Shape labeling records:
======

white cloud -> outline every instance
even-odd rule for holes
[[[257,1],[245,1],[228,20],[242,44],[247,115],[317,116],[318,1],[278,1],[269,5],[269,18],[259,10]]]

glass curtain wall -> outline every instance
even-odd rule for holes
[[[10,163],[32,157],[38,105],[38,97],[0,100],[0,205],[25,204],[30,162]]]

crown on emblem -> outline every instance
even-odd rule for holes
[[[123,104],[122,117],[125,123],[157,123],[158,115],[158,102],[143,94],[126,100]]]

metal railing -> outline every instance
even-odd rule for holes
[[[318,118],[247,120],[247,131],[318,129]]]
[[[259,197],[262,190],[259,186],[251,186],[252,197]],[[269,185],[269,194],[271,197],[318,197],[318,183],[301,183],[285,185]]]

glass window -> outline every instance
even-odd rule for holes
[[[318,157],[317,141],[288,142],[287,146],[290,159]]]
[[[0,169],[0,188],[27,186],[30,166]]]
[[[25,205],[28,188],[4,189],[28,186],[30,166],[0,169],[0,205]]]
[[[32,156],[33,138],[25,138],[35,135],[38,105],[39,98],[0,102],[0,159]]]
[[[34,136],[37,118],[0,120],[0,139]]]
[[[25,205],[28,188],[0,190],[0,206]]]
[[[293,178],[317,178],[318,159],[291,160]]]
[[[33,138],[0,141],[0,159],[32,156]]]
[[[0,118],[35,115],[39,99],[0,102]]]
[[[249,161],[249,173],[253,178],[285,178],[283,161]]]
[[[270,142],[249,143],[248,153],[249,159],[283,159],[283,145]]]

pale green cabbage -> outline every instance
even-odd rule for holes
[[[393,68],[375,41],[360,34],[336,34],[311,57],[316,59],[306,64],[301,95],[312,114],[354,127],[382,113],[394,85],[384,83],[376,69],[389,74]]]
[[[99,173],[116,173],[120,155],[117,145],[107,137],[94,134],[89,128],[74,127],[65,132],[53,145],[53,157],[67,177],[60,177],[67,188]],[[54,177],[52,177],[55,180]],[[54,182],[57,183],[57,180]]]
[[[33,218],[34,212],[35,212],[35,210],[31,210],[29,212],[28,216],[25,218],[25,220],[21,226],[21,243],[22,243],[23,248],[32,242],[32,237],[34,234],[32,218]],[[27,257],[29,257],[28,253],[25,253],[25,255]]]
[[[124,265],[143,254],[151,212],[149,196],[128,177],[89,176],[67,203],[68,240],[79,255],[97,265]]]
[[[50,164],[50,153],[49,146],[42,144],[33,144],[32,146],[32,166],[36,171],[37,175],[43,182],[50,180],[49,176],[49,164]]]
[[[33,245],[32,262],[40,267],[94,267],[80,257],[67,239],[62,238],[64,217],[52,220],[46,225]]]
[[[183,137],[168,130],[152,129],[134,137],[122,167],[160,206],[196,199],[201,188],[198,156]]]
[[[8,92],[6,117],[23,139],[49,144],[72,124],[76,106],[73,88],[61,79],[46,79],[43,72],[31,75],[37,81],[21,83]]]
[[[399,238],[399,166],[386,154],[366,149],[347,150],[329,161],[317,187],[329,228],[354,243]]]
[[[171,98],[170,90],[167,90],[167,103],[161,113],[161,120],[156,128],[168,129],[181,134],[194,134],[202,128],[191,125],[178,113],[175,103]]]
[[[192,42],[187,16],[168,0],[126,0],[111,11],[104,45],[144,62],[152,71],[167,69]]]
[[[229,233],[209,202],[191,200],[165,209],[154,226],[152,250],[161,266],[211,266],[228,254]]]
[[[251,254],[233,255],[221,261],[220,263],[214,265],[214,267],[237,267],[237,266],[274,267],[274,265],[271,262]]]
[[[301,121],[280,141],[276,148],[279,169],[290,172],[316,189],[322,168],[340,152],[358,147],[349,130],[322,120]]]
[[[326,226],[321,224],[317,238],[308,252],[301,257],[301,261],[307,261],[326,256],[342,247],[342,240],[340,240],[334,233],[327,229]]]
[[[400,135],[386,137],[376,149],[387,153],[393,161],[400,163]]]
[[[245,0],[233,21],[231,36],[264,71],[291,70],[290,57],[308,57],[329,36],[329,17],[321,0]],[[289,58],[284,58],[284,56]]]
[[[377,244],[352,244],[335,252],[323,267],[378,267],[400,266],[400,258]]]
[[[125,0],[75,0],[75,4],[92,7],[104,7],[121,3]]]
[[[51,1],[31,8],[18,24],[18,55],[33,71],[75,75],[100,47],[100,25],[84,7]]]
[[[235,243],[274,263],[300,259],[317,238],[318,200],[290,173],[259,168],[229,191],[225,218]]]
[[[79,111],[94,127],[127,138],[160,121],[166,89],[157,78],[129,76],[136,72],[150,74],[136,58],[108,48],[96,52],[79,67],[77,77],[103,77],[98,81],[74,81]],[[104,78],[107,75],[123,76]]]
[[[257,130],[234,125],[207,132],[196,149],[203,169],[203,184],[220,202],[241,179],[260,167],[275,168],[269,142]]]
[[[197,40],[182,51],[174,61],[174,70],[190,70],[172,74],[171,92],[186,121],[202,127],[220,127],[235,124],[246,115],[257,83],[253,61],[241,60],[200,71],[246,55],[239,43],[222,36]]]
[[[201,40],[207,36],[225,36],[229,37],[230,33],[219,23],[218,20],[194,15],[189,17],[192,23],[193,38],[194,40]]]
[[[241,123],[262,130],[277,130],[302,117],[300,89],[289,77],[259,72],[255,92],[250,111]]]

======

* **Exercise objective**: Transcribe all the entries, keeping each one exactly as it is.

* **In response**:
white cloud -> outline every instance
even-odd rule for holes
[[[257,1],[245,1],[228,20],[242,44],[247,115],[317,116],[318,1],[278,1],[269,5],[269,18],[259,10]]]

glass curtain wall -> outline every instance
even-odd rule for holes
[[[10,163],[32,157],[38,105],[38,97],[0,100],[0,205],[25,204],[30,162]]]

crown on emblem -> outline every instance
even-odd rule for holes
[[[123,104],[122,117],[125,123],[157,123],[158,115],[158,102],[143,94],[126,100]]]

metal railing -> outline every instance
even-odd rule for holes
[[[318,118],[247,120],[247,131],[318,129]]]
[[[259,197],[262,190],[259,186],[251,186],[252,197]],[[269,185],[269,194],[271,197],[318,197],[318,183],[301,183],[285,185]]]

glass window -> outline every instance
even-odd rule for holes
[[[318,157],[317,141],[288,142],[287,146],[290,159]]]
[[[0,169],[0,188],[27,186],[30,166]]]
[[[25,205],[28,188],[4,189],[28,186],[30,166],[0,169],[0,205]]]
[[[32,156],[33,138],[25,138],[35,135],[38,105],[39,98],[0,102],[0,159]]]
[[[34,136],[37,118],[0,120],[0,139]]]
[[[25,205],[28,188],[0,190],[0,206]]]
[[[293,178],[317,178],[318,159],[291,160]]]
[[[33,138],[0,141],[0,159],[32,156]]]
[[[0,118],[35,115],[39,99],[0,102]]]
[[[249,161],[249,173],[253,178],[285,178],[283,161]]]
[[[270,142],[249,143],[248,153],[249,159],[283,159],[283,145]]]

pale green cabbage -> outline every instance
even-odd rule for holes
[[[393,68],[375,41],[360,34],[336,34],[311,57],[316,59],[306,64],[301,95],[312,114],[354,127],[382,113],[394,85],[384,83],[376,69],[389,74]]]
[[[99,173],[116,173],[120,155],[117,145],[107,137],[94,134],[89,128],[74,127],[65,132],[53,145],[53,157],[67,177],[60,177],[67,188]],[[54,177],[52,177],[55,180]],[[54,182],[57,183],[57,180]]]
[[[33,218],[34,212],[35,212],[35,210],[31,210],[29,212],[28,216],[25,218],[25,220],[21,226],[21,243],[22,243],[23,248],[32,242],[32,237],[34,234],[32,218]],[[27,257],[29,257],[28,253],[25,253],[25,255]]]
[[[124,265],[143,254],[151,212],[149,196],[128,177],[89,176],[67,203],[68,240],[79,255],[97,265]]]
[[[50,164],[50,153],[49,146],[42,144],[33,144],[32,146],[32,166],[36,171],[37,175],[43,182],[50,180],[49,176],[49,164]]]
[[[33,245],[32,262],[40,267],[94,267],[80,257],[67,239],[62,238],[64,217],[52,220],[46,225]]]
[[[183,137],[168,130],[152,129],[134,137],[122,167],[160,206],[196,199],[201,188],[198,156]]]
[[[8,92],[6,117],[23,139],[49,144],[72,124],[76,106],[73,88],[61,79],[46,79],[43,72],[31,75],[37,81],[21,83]]]
[[[399,238],[399,166],[386,154],[366,149],[347,150],[329,161],[317,187],[329,228],[354,243]]]
[[[171,98],[170,90],[167,90],[167,103],[161,113],[161,120],[156,128],[168,129],[181,134],[194,134],[202,128],[191,125],[178,113],[175,103]]]
[[[192,42],[187,16],[168,0],[126,0],[111,11],[104,45],[144,62],[152,71],[167,69]]]
[[[229,233],[209,202],[191,200],[165,209],[154,226],[152,250],[161,266],[211,266],[228,254]]]
[[[251,254],[233,255],[221,261],[220,263],[214,265],[214,267],[237,267],[237,266],[274,267],[274,265],[271,262]]]
[[[301,121],[280,141],[276,148],[279,169],[290,172],[316,189],[322,168],[340,152],[358,147],[349,130],[322,120]]]
[[[326,226],[321,224],[317,238],[308,252],[301,257],[301,261],[307,261],[326,256],[342,247],[342,240],[340,240],[334,233],[327,229]]]
[[[400,135],[386,137],[376,149],[387,153],[393,161],[400,163]]]
[[[245,0],[233,21],[231,36],[264,71],[291,70],[290,57],[308,57],[329,36],[329,17],[321,0]],[[289,58],[284,58],[284,56]]]
[[[377,244],[352,244],[335,252],[323,267],[378,267],[400,266],[400,258]]]
[[[125,0],[75,0],[75,4],[92,7],[104,7],[121,3]]]
[[[51,1],[31,8],[18,24],[18,55],[33,71],[75,75],[100,47],[100,25],[84,7]]]
[[[235,243],[274,263],[300,259],[317,238],[318,200],[290,173],[259,168],[229,191],[225,218]]]
[[[79,111],[94,127],[127,138],[160,121],[166,89],[157,78],[129,76],[136,72],[150,74],[136,58],[108,48],[96,52],[79,67],[77,77],[103,77],[98,81],[74,81]],[[104,78],[107,75],[123,76]]]
[[[257,130],[234,125],[207,132],[196,149],[203,169],[203,184],[220,202],[241,179],[260,167],[275,168],[269,142]]]
[[[197,40],[182,51],[174,61],[174,70],[190,70],[172,74],[171,92],[186,121],[202,127],[220,127],[235,124],[246,115],[257,83],[253,61],[241,60],[200,71],[246,55],[239,43],[222,36]]]
[[[201,40],[207,36],[225,36],[229,37],[230,33],[219,23],[218,20],[194,15],[189,17],[192,23],[193,38],[194,40]]]
[[[241,123],[262,130],[277,130],[302,117],[300,89],[289,77],[259,72],[255,92],[250,111]]]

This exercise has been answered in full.